= AIM =
Could you quote, exactly as they stand, the lines running from the one with "Identify one point on each instance of the dark hair" to the final line of the material?

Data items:
-- START --

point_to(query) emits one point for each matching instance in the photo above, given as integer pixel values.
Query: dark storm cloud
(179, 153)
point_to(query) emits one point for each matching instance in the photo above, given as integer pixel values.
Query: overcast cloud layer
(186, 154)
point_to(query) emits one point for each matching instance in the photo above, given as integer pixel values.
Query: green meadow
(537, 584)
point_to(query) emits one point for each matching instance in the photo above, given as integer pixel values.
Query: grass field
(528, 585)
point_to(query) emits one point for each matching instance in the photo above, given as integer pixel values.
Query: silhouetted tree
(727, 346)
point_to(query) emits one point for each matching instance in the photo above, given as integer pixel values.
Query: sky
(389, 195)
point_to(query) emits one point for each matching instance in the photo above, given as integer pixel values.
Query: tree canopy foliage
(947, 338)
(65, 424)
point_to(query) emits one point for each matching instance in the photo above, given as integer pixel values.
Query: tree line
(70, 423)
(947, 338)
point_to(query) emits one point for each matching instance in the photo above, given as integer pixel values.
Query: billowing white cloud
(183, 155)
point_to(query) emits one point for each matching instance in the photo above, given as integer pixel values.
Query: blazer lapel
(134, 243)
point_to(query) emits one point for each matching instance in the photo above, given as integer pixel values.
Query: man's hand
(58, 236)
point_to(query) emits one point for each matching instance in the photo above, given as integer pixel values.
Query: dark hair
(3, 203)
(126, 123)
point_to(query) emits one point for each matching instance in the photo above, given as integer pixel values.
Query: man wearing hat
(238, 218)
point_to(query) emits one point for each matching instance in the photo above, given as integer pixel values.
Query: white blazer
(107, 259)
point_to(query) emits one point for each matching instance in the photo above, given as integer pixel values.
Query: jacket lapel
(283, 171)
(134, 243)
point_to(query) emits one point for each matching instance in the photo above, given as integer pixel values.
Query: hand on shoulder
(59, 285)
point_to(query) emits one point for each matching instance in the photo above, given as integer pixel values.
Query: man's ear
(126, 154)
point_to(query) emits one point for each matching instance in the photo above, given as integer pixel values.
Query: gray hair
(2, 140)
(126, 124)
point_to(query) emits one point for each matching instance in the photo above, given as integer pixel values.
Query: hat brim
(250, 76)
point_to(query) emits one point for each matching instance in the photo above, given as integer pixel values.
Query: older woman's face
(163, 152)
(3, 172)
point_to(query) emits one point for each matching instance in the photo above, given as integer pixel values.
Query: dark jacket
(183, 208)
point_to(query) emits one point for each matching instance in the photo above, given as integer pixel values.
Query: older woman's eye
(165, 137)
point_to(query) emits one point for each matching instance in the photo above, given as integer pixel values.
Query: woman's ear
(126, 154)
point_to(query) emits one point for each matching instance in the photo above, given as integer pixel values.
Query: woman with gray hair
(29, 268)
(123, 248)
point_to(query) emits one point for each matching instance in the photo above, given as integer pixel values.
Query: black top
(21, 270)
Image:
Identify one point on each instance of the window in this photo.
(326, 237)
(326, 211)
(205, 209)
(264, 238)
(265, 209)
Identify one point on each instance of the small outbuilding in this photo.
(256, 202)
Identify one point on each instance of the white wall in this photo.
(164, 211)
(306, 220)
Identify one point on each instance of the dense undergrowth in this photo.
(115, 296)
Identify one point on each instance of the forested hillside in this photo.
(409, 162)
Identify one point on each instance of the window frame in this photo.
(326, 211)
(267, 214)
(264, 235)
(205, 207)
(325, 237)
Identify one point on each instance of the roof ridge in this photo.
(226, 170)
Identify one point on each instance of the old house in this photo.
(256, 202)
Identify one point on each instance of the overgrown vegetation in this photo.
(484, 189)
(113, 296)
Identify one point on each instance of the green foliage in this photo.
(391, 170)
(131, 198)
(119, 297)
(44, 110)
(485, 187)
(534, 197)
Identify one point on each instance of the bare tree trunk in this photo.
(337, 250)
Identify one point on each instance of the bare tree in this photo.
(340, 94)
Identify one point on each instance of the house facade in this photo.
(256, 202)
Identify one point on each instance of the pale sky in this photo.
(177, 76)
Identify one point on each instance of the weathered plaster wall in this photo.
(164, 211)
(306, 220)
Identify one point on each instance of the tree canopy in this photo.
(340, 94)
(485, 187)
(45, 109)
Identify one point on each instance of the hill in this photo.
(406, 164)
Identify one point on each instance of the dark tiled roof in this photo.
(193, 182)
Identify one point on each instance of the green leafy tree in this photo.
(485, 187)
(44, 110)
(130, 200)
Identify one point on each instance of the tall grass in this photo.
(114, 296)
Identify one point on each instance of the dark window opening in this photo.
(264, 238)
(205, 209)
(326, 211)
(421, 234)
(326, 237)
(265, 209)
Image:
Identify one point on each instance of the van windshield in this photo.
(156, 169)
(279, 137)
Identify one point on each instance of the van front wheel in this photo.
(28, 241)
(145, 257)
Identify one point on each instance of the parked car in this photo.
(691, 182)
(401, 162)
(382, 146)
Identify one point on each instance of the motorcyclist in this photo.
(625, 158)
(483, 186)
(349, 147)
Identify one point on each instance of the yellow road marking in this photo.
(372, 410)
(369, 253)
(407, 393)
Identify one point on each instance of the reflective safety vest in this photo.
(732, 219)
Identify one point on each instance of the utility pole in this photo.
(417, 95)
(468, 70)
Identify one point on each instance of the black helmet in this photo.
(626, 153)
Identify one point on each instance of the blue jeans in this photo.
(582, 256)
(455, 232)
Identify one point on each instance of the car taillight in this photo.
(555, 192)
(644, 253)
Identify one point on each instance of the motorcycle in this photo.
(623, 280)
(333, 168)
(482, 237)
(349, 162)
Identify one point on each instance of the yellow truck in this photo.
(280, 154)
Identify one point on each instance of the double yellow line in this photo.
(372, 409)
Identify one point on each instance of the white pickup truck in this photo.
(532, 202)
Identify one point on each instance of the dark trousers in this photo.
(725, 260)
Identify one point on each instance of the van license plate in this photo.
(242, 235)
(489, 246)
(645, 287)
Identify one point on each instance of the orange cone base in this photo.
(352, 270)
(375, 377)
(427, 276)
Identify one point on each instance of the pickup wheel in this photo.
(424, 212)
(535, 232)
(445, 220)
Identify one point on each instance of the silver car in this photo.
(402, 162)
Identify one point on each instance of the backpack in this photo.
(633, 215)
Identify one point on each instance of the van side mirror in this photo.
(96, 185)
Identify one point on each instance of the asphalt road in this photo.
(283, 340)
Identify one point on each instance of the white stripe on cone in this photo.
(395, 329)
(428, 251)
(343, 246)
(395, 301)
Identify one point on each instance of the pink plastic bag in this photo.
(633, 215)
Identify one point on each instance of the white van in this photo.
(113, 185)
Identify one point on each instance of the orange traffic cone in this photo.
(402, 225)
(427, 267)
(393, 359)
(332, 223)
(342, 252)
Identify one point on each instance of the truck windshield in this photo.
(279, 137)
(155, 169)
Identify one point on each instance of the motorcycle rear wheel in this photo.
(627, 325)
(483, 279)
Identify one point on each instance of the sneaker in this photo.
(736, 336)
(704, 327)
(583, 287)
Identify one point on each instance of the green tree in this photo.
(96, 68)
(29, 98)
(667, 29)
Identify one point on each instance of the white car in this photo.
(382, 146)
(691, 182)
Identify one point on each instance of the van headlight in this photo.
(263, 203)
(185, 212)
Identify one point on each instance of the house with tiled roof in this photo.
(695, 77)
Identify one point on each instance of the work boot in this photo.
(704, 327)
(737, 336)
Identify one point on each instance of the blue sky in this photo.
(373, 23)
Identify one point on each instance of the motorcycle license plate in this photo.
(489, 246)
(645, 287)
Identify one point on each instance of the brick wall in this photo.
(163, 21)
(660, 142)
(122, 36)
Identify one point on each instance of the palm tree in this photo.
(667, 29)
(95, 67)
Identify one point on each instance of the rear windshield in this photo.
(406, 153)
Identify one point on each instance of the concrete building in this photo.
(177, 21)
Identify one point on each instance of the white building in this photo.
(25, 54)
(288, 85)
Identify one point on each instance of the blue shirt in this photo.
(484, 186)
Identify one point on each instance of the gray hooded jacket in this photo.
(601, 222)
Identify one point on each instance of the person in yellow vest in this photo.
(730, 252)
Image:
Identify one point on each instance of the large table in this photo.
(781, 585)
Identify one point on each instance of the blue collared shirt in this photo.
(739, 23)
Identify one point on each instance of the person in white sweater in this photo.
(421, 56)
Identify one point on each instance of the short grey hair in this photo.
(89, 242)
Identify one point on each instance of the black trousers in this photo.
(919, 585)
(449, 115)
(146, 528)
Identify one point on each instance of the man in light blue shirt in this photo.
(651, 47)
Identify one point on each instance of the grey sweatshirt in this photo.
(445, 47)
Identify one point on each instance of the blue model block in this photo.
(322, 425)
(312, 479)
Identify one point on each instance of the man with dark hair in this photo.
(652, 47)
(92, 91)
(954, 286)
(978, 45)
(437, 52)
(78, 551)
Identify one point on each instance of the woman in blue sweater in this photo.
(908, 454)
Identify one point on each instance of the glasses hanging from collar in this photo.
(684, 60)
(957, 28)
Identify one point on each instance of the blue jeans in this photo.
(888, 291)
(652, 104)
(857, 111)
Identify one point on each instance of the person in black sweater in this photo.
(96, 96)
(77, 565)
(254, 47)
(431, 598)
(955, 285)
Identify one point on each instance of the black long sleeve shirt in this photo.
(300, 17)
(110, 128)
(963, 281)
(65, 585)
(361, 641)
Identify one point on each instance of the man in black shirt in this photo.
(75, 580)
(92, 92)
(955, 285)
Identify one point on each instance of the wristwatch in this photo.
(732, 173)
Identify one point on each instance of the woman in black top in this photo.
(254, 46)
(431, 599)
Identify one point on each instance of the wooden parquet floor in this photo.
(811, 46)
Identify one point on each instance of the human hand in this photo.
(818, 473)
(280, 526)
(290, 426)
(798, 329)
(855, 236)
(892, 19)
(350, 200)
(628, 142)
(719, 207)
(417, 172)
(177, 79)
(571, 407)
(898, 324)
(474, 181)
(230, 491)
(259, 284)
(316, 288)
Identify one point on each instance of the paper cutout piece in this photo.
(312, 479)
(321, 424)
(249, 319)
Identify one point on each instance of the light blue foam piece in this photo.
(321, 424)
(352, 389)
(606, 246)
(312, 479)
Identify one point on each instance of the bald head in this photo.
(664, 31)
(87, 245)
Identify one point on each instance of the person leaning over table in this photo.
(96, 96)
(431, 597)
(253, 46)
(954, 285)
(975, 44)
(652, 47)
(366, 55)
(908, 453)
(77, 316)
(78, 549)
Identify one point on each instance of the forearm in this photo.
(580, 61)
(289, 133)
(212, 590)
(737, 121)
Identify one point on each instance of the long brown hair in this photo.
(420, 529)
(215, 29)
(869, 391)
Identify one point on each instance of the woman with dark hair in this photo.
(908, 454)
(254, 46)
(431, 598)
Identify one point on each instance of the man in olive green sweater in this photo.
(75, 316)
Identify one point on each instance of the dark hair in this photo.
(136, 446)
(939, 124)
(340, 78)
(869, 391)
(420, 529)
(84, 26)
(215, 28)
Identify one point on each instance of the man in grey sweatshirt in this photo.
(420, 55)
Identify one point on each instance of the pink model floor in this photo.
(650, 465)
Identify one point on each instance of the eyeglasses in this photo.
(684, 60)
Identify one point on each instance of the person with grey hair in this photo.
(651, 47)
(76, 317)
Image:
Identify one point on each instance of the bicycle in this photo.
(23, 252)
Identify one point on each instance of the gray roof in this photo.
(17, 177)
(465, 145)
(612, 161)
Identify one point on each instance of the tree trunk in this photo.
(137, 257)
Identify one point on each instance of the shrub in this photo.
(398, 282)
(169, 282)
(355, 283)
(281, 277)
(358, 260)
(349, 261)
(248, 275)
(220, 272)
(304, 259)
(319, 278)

-- END --

= FULL RESPONSE =
Identify one point on each instance of the dark hair in this photo.
(136, 446)
(939, 124)
(340, 78)
(869, 391)
(420, 529)
(84, 26)
(215, 28)
Identify one point on each instance of the man in grey sweatshirt in this photo.
(420, 55)
Identify one point on each instance of the pink model floor in this photo.
(650, 465)
Identify one point on each instance of the eyeglasses in this photo.
(684, 60)
Identify one point on each instance of the person with grey hair in this photo.
(651, 47)
(76, 317)
Image:
Identify one point on each instance of the bicycle in this photo.
(23, 252)
Identify one point on each instance of the gray roof in this photo.
(17, 177)
(465, 145)
(612, 161)
Identify one point on each instance of the tree trunk in this photo.
(137, 257)
Identify one point on each instance of the shrub in this photo.
(398, 282)
(169, 282)
(355, 283)
(281, 277)
(358, 260)
(349, 261)
(248, 275)
(220, 272)
(304, 259)
(319, 278)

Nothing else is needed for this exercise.